> Task statement: Your answer must be an exact copy of the records, with no pictures included.

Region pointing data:

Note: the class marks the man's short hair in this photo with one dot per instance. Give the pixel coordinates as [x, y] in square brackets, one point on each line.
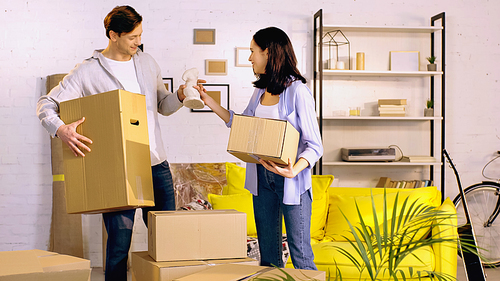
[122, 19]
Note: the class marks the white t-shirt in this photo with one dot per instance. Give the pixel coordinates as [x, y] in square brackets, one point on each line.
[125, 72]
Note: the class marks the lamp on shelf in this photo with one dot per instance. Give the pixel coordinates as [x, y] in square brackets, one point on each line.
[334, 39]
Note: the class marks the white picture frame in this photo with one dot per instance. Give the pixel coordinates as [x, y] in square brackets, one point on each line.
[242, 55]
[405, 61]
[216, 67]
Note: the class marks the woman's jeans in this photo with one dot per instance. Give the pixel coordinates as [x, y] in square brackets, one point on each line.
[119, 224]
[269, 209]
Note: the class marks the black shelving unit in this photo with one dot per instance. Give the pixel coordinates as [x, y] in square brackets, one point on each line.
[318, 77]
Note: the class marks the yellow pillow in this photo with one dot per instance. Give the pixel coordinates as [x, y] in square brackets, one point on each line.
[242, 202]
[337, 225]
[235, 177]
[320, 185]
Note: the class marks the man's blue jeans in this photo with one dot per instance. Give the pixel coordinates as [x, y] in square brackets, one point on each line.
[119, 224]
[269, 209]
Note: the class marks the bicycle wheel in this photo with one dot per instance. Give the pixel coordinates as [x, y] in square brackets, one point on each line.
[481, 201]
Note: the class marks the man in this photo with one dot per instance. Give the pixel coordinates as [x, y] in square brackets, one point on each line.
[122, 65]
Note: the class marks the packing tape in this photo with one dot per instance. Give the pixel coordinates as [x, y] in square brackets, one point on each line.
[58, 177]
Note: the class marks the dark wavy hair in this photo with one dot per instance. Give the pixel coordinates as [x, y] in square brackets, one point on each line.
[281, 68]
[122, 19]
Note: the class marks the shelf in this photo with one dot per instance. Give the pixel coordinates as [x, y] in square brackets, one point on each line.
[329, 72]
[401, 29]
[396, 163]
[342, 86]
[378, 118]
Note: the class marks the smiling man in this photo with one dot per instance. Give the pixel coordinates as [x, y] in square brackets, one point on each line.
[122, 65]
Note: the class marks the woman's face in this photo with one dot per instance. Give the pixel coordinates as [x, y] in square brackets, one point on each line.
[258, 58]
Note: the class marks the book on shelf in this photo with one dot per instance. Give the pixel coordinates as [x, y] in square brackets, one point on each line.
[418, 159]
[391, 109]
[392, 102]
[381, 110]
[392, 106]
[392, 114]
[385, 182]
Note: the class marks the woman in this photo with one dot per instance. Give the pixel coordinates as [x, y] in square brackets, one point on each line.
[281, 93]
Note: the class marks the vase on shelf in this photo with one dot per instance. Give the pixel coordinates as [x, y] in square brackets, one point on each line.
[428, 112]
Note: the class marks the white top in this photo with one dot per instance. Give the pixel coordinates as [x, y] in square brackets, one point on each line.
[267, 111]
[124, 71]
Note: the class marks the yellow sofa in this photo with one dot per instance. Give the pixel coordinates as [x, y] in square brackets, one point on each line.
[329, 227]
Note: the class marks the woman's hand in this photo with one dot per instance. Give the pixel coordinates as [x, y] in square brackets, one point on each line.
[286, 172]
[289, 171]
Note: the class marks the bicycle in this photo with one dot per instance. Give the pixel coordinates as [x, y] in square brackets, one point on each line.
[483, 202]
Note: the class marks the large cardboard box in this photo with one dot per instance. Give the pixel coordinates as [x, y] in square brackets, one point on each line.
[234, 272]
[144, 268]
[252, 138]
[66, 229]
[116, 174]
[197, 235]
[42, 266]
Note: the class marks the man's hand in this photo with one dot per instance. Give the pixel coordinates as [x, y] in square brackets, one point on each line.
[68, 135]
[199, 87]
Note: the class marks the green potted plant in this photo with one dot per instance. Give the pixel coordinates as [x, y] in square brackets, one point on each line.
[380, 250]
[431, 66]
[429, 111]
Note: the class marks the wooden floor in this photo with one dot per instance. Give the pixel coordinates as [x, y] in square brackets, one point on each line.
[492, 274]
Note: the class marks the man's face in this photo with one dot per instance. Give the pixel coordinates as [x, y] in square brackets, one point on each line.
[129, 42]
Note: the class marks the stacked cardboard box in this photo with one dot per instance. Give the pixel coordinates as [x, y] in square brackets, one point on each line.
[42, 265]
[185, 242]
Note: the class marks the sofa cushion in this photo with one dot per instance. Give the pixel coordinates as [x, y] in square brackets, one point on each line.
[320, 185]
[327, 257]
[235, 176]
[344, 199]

> Task output:
Note: the class marks the man's short hair in this photo with one dot per instance. Give the pixel coordinates as [x, y] in square brackets, one point on each line.
[122, 19]
Note: the class marks the white t-shirt in this photo with one dot per instance. Give the pixel coordinates as [x, y] in square brackets, one point on each line.
[125, 72]
Note: the class marks the lamp on shelf in this photo with one dot per instance. Give the pixel coordinates as [x, y] in square brackets, one point on each line.
[334, 39]
Note: the class marks the white picture frame in this photo with one dot per instance. Give the pixel coordinates as [x, y] in square brackets, one point on each line.
[242, 55]
[405, 61]
[216, 67]
Note: the class marks the woman's jeans in this photo with one dot per instance. Give the pixel coordinates as [x, y] in square brackets, one point on each line.
[119, 224]
[269, 209]
Note: the class marks the black shelving unit in this photo with one dot per instance. Give the pixel coordinates as [x, y] in square brackets, one point on each line.
[318, 77]
Note: the class marks the yellow pillow in this photo with one dot per instance. Give the pixel coordinates as [x, y] in square brackets, one point on each line.
[242, 202]
[337, 225]
[235, 177]
[320, 185]
Note: the class marks the man's blue jeans in this photo with one dot per instance. Give the pixel coordinates as [x, y] in square brackets, one point on each line.
[119, 224]
[269, 209]
Note: the class marks the bicycle wheel in this photo with one dot per instance. Give the pixel coordinates as [x, y] in square brackets, one point on each line.
[481, 201]
Note: the class marks the man in this photo with one dot per instance. Give the pixel coordinates as [x, y] in square brackets, one point on each line.
[122, 65]
Note: the class marks the packing tape in this photo with one dot per instance. Give the pixel coordinates as [x, y] in square brackets, one point on each line.
[58, 177]
Note: the class marks the dark wavy hair in this photo with one dot per instance. Give the pixel coordinates as [x, y] in square brackets, one point on each line.
[281, 68]
[122, 19]
Note: the class marks the shelf in this photo with one dot per instance. Give the pixel coordinates as [x, y] in square brackets, one point on each line.
[329, 72]
[401, 29]
[396, 163]
[342, 86]
[378, 118]
Note: the class marks the smiling man in this photo with one dot per instance. Give the pixel coordinates as [x, y] in square brackets, one point on each line.
[122, 65]
Note: the class marks the woman's face in this photo with one dot per instance. Give the pixel coordinates as [x, y] in square brackets, one point on each line.
[258, 58]
Note: the class marks the book on shelf in this photo with one dot per instance. Give the pixel coordinates as [x, y] in square brackets, one point on each line.
[418, 159]
[391, 109]
[392, 102]
[381, 110]
[392, 106]
[392, 114]
[385, 182]
Note: the class marks the woman in this photo with one dot per instance. Give the pixel coordinates as [x, y] in square brackets, one point on each line.
[281, 93]
Note: the class marks the vase on shelf in this photo with one dot per instance. Give the pixel coordinates as [x, y] in square brackets, one point on each line.
[428, 112]
Note: the class marks the white top in this photo with one dot per instance. Give the pixel coordinates as [x, y] in square brackets, one point on each line.
[267, 111]
[124, 71]
Note: the class marks the yellow sofa in this photo with one dot per instance. Give the pixel coordinates as [x, y] in square brackets, one point on each line.
[329, 227]
Note: the class marks the woman's hand in this photo with one dot per instance. Give the pixel coordinates as [x, y] in square brackets, one point on each line.
[286, 172]
[289, 171]
Note: the class marks the bicycle in this photo with one dot per instance. Give the pixel coordinates as [x, y] in square brackets, one point on each line.
[483, 202]
Note: the class marks the large cardboard box in this photo with one dot per instance. Give the pixel coordinates as [x, y] in square brackets, one point on each line.
[234, 272]
[144, 268]
[252, 138]
[66, 229]
[116, 174]
[197, 235]
[42, 266]
Note: the class marks the man's hand in this photo with one dot per instance. Give the pixel coordinates as [x, y] in square brackets, one point on each line.
[68, 135]
[199, 87]
Note: the class marks the green potted plant in this photo with one dot per instance. Give the pixel coordinates as [x, y] in square brackets, one point on each line.
[380, 250]
[431, 66]
[429, 111]
Note: the class marks the wooden floor in this photo with one dot per instance. Give the pixel coordinates as [x, y] in square brackets, one point on each line.
[492, 274]
Note: the class marks the man's face in this photo with one dot per instance. Give the pixel coordinates as [x, y] in square brackets, one point on each line.
[129, 42]
Note: the class marks the stacked cardboard box in this photo with one dot per instance. Give the pixel coordinates as [x, y] in square brackets, one point on each line.
[42, 265]
[185, 242]
Note: the class marks the sofa cushion in this photo with one dot per instance. Give the pixel coordinates as [x, y] in square brackets, one point on each line.
[320, 185]
[327, 257]
[235, 176]
[344, 199]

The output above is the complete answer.